+++ Text provided

Search code examples
javaspring-cloud-dataflowspring-cloud-task

Spring Cloud Data Flow : Unable to launch multiple instances of the same Task


TL;DR

Spring Cloud Data Flow does not allow multiple executions of the same Task even though the documentation says that this is the default behavior. How can we allow SCDF to run multiple instances of the same task at the same time using the Java DSL to launch tasks? To make things more interesting, launching of the same task multiple times works fine when directly hitting the rest enpoints using curl for example.

Background :

I have a Spring Cloud Data Flow Task that I have pre-registered in the Spring Cloud Data Flow UI Dashboard

@SpringBootApplication
@EnableTask
public class TaskApplication implements ApplicationRunner {

    private static final Logger LOGGER = LoggerFactory.getLogger(TaskApplication.class);

    public static void main(String[] args) {
        SpringApplication.run(TaskApplication.class, args);
    }

    @Override
    public void run(ApplicationArguments args) throws InterruptedException {
        //Some application code
    }
    
}

I am launching this task using the Task Java DSL in some other main program :

URI dataFlowUri = URI.create(scdfUri);
DataFlowOperations dataFlowOperations = new DataFlowTemplate(dataFlowUri);
Task task = Task.builder(dataFlowOperations).name("Task1").definition("a:task1")
                .description("Task launched from DSL").build();         
long executionId = task.launch(new ArrayList<>());

This works perfectly fine the first time; however, when I try to rerun the above code, I get the following exception in the above program :

[main] DEBUG org.springframework.web.client.RestTemplate - Response 409 CONFLICT

The SCDF server logs show a similar issue :

2021-05-12 15:12:31.387  WARN 1 --- [nio-9393-exec-3] o.s.c.d.s.c.RestControllerAdvice         : Caught exception while handling a request: Cannot register task Task1 because another one has already been registered with the same name

The interesting part is that I am able to launch multiple instances of the same task if I use the curl command as shown in the API guide

Question :

  1. As per the SCDF Task documentation, a Task can be rerun by default. There is no additional configuration required to be able to rerun the same task; however, it looks like the opposite is true. SCDF does not allow a task to be rerun by default?

++++++
+++ Given information

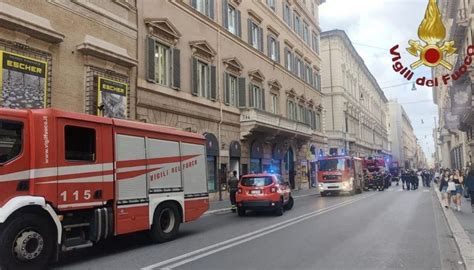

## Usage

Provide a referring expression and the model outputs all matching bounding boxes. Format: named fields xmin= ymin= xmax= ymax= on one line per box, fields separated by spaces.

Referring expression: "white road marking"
xmin=142 ymin=193 xmax=379 ymax=270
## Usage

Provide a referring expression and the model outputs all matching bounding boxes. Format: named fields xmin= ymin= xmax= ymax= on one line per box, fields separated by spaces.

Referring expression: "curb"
xmin=203 ymin=193 xmax=319 ymax=216
xmin=434 ymin=188 xmax=474 ymax=270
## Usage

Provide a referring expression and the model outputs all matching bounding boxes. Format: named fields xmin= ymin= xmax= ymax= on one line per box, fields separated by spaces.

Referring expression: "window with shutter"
xmin=222 ymin=0 xmax=230 ymax=28
xmin=267 ymin=35 xmax=278 ymax=61
xmin=235 ymin=10 xmax=242 ymax=37
xmin=249 ymin=84 xmax=254 ymax=108
xmin=191 ymin=57 xmax=199 ymax=96
xmin=154 ymin=41 xmax=169 ymax=86
xmin=226 ymin=73 xmax=239 ymax=107
xmin=209 ymin=66 xmax=217 ymax=101
xmin=147 ymin=37 xmax=156 ymax=82
xmin=237 ymin=77 xmax=247 ymax=108
xmin=171 ymin=49 xmax=181 ymax=89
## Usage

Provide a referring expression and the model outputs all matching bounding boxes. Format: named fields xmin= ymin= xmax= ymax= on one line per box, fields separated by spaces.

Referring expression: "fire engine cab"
xmin=318 ymin=156 xmax=364 ymax=196
xmin=0 ymin=109 xmax=209 ymax=269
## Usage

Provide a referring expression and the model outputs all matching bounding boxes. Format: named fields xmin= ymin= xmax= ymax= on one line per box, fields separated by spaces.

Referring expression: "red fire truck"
xmin=318 ymin=156 xmax=364 ymax=196
xmin=0 ymin=109 xmax=209 ymax=269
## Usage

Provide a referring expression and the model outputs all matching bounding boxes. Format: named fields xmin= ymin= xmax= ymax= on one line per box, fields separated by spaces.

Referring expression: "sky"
xmin=319 ymin=0 xmax=438 ymax=165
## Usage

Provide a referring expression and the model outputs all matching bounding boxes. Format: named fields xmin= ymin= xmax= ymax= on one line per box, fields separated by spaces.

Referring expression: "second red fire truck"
xmin=318 ymin=156 xmax=364 ymax=196
xmin=0 ymin=109 xmax=209 ymax=269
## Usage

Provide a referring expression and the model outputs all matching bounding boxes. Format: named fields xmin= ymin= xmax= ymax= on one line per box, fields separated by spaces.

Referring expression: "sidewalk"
xmin=205 ymin=188 xmax=319 ymax=214
xmin=434 ymin=185 xmax=474 ymax=270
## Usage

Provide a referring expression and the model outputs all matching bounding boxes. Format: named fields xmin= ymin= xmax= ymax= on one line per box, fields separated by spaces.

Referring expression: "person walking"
xmin=411 ymin=170 xmax=421 ymax=190
xmin=401 ymin=170 xmax=408 ymax=190
xmin=227 ymin=171 xmax=239 ymax=212
xmin=464 ymin=170 xmax=474 ymax=213
xmin=451 ymin=169 xmax=464 ymax=212
xmin=439 ymin=170 xmax=451 ymax=209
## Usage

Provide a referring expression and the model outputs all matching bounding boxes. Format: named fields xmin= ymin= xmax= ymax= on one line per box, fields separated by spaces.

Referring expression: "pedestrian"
xmin=439 ymin=170 xmax=451 ymax=209
xmin=411 ymin=170 xmax=420 ymax=190
xmin=401 ymin=170 xmax=410 ymax=190
xmin=451 ymin=169 xmax=464 ymax=212
xmin=416 ymin=170 xmax=425 ymax=186
xmin=227 ymin=171 xmax=239 ymax=212
xmin=464 ymin=170 xmax=474 ymax=213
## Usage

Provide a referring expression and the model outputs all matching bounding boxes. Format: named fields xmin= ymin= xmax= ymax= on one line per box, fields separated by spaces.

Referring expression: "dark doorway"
xmin=309 ymin=145 xmax=317 ymax=188
xmin=250 ymin=140 xmax=263 ymax=173
xmin=285 ymin=147 xmax=296 ymax=189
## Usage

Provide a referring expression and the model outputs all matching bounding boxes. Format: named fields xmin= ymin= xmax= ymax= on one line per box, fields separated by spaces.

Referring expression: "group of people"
xmin=401 ymin=170 xmax=434 ymax=190
xmin=435 ymin=169 xmax=474 ymax=213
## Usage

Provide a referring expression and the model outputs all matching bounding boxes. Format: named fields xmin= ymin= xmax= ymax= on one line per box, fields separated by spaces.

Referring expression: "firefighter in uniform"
xmin=227 ymin=171 xmax=239 ymax=212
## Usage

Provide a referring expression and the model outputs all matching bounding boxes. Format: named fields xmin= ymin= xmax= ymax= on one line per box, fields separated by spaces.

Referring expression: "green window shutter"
xmin=224 ymin=72 xmax=230 ymax=105
xmin=191 ymin=57 xmax=199 ymax=96
xmin=171 ymin=49 xmax=181 ymax=90
xmin=209 ymin=0 xmax=214 ymax=20
xmin=249 ymin=83 xmax=255 ymax=108
xmin=210 ymin=66 xmax=217 ymax=101
xmin=237 ymin=77 xmax=247 ymax=108
xmin=236 ymin=10 xmax=242 ymax=38
xmin=146 ymin=37 xmax=156 ymax=82
xmin=222 ymin=0 xmax=229 ymax=29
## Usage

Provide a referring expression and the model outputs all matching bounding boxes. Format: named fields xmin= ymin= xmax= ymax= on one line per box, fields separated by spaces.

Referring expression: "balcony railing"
xmin=240 ymin=109 xmax=313 ymax=136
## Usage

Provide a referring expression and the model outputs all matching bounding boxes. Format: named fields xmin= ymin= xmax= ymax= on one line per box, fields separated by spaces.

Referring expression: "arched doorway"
xmin=309 ymin=145 xmax=318 ymax=187
xmin=204 ymin=133 xmax=219 ymax=192
xmin=229 ymin=141 xmax=241 ymax=176
xmin=285 ymin=147 xmax=296 ymax=189
xmin=250 ymin=140 xmax=263 ymax=173
xmin=270 ymin=142 xmax=285 ymax=174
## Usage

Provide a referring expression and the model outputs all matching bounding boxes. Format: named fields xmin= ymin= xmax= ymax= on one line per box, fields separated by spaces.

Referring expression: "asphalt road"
xmin=53 ymin=187 xmax=464 ymax=270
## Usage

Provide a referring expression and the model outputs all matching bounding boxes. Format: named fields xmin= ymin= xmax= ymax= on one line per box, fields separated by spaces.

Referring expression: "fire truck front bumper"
xmin=0 ymin=196 xmax=46 ymax=223
xmin=319 ymin=181 xmax=352 ymax=193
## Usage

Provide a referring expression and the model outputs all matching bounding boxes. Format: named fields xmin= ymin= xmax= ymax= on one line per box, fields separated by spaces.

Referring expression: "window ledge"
xmin=0 ymin=3 xmax=65 ymax=43
xmin=76 ymin=35 xmax=138 ymax=67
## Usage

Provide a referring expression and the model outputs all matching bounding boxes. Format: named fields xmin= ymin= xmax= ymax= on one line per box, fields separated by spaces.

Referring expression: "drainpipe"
xmin=216 ymin=1 xmax=224 ymax=201
xmin=328 ymin=37 xmax=336 ymax=148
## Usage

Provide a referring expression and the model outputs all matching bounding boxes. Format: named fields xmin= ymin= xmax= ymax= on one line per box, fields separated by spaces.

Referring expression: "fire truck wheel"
xmin=150 ymin=202 xmax=181 ymax=243
xmin=285 ymin=196 xmax=295 ymax=210
xmin=0 ymin=214 xmax=55 ymax=269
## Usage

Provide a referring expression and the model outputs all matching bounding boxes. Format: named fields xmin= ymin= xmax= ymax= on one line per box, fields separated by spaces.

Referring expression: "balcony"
xmin=240 ymin=109 xmax=313 ymax=139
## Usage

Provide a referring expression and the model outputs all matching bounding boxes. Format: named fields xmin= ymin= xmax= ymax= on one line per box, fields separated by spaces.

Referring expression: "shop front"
xmin=204 ymin=133 xmax=219 ymax=192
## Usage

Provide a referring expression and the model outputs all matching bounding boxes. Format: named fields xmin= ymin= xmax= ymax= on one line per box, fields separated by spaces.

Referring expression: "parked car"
xmin=236 ymin=173 xmax=294 ymax=216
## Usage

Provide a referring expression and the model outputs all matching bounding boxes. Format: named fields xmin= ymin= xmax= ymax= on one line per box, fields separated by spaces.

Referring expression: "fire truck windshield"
xmin=319 ymin=159 xmax=345 ymax=172
xmin=0 ymin=120 xmax=23 ymax=164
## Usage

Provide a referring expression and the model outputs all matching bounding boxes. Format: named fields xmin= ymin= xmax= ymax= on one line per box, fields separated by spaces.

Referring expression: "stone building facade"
xmin=0 ymin=0 xmax=137 ymax=119
xmin=388 ymin=100 xmax=418 ymax=169
xmin=136 ymin=0 xmax=327 ymax=197
xmin=432 ymin=0 xmax=474 ymax=169
xmin=321 ymin=30 xmax=390 ymax=157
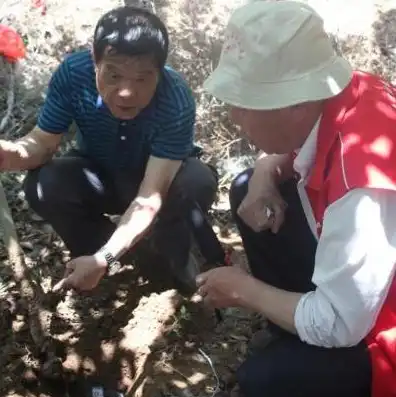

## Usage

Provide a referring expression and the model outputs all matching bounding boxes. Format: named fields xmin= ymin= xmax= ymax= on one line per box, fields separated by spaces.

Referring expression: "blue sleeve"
xmin=37 ymin=60 xmax=73 ymax=134
xmin=151 ymin=88 xmax=196 ymax=160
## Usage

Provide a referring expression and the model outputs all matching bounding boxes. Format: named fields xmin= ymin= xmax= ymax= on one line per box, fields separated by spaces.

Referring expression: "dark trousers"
xmin=230 ymin=170 xmax=371 ymax=397
xmin=24 ymin=151 xmax=217 ymax=284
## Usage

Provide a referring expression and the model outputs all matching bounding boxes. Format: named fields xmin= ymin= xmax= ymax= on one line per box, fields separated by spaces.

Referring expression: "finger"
xmin=197 ymin=287 xmax=208 ymax=298
xmin=66 ymin=260 xmax=76 ymax=271
xmin=271 ymin=204 xmax=286 ymax=234
xmin=195 ymin=272 xmax=209 ymax=287
xmin=52 ymin=278 xmax=67 ymax=293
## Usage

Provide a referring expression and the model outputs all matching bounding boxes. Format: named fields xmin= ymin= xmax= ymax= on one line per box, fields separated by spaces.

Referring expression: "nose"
xmin=118 ymin=84 xmax=136 ymax=99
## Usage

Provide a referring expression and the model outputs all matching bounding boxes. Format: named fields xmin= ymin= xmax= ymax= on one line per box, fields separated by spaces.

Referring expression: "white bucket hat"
xmin=204 ymin=1 xmax=352 ymax=110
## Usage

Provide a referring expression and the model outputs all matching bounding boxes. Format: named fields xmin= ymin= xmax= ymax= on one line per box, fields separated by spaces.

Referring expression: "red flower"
xmin=0 ymin=24 xmax=26 ymax=63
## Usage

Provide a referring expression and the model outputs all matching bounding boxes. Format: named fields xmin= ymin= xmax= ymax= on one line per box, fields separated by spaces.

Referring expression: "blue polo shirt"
xmin=38 ymin=51 xmax=195 ymax=171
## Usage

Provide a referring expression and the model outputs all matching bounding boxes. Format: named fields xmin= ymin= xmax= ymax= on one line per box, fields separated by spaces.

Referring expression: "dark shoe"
xmin=248 ymin=325 xmax=280 ymax=355
xmin=169 ymin=250 xmax=201 ymax=296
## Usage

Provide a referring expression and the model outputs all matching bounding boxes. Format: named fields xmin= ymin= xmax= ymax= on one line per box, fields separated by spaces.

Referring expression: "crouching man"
xmin=198 ymin=1 xmax=396 ymax=397
xmin=0 ymin=7 xmax=217 ymax=290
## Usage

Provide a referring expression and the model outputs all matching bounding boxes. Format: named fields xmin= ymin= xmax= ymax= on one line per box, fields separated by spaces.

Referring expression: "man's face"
xmin=229 ymin=107 xmax=304 ymax=154
xmin=96 ymin=54 xmax=159 ymax=120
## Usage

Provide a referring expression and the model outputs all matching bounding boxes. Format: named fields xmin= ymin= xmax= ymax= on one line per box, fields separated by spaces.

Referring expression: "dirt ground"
xmin=0 ymin=0 xmax=396 ymax=397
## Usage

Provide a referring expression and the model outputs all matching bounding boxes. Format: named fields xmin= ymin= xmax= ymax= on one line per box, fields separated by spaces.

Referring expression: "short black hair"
xmin=93 ymin=6 xmax=169 ymax=69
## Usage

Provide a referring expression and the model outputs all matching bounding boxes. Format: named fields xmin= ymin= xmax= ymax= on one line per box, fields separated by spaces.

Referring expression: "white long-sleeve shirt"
xmin=294 ymin=120 xmax=396 ymax=347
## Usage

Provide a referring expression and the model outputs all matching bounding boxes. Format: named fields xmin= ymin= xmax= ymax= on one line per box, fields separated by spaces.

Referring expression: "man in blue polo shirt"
xmin=0 ymin=7 xmax=217 ymax=290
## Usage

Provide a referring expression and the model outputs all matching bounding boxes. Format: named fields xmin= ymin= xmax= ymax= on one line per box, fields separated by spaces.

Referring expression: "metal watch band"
xmin=100 ymin=248 xmax=121 ymax=276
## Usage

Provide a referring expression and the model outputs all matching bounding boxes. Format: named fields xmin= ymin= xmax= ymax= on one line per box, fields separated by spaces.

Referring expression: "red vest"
xmin=306 ymin=72 xmax=396 ymax=397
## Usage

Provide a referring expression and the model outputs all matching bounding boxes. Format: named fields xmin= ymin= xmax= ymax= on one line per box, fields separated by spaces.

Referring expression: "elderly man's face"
xmin=229 ymin=106 xmax=311 ymax=154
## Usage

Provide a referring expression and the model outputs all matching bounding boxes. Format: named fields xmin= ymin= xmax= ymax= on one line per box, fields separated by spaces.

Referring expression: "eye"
xmin=109 ymin=72 xmax=120 ymax=81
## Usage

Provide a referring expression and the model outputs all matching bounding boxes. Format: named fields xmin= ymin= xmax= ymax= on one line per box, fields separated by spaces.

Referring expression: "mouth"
xmin=117 ymin=105 xmax=138 ymax=112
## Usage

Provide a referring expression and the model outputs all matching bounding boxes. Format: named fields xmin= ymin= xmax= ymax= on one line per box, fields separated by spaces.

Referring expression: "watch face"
xmin=107 ymin=261 xmax=121 ymax=276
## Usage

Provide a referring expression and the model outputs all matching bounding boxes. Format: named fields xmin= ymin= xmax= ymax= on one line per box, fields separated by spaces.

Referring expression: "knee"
xmin=22 ymin=169 xmax=41 ymax=211
xmin=229 ymin=168 xmax=253 ymax=215
xmin=23 ymin=162 xmax=68 ymax=214
xmin=172 ymin=158 xmax=218 ymax=211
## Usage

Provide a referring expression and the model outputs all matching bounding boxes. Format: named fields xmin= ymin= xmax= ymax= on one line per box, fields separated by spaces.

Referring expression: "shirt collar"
xmin=293 ymin=116 xmax=322 ymax=178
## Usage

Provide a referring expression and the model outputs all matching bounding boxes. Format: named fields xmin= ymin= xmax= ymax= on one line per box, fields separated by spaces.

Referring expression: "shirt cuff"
xmin=294 ymin=291 xmax=314 ymax=343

++++++

Carry on the Spring Cloud Data Flow post from the point where it stops. The records have nothing to do with the Spring Cloud Data Flow post.

→ **Task result**
  2. I tried adding Spring integration jars as suggested and explicitly set the spring.cloud.task.single-instance-enabled property to false but started running into NoClassDefFoundError related issues. I also tried passing this property to the Task.launch method but that did not solve the issue.

  3. Why can the same task be relaunched multiple times when using the curl command but cannot be relaunched multiple times when using the Java DSL?


Solution

  • In this case it looks like you are trying to recreate the task definition. You should only need to create the task definition once. From this definition you can launch multiple times. For example:

    URI dataFlowUri = URI.create(scdfUri);
    DataFlowOperations dataFlowOperations = new DataFlowTemplate(dataFlowUri);
    Task task = Task.builder(dataFlowOperations).name("Task1").definition("a:task1")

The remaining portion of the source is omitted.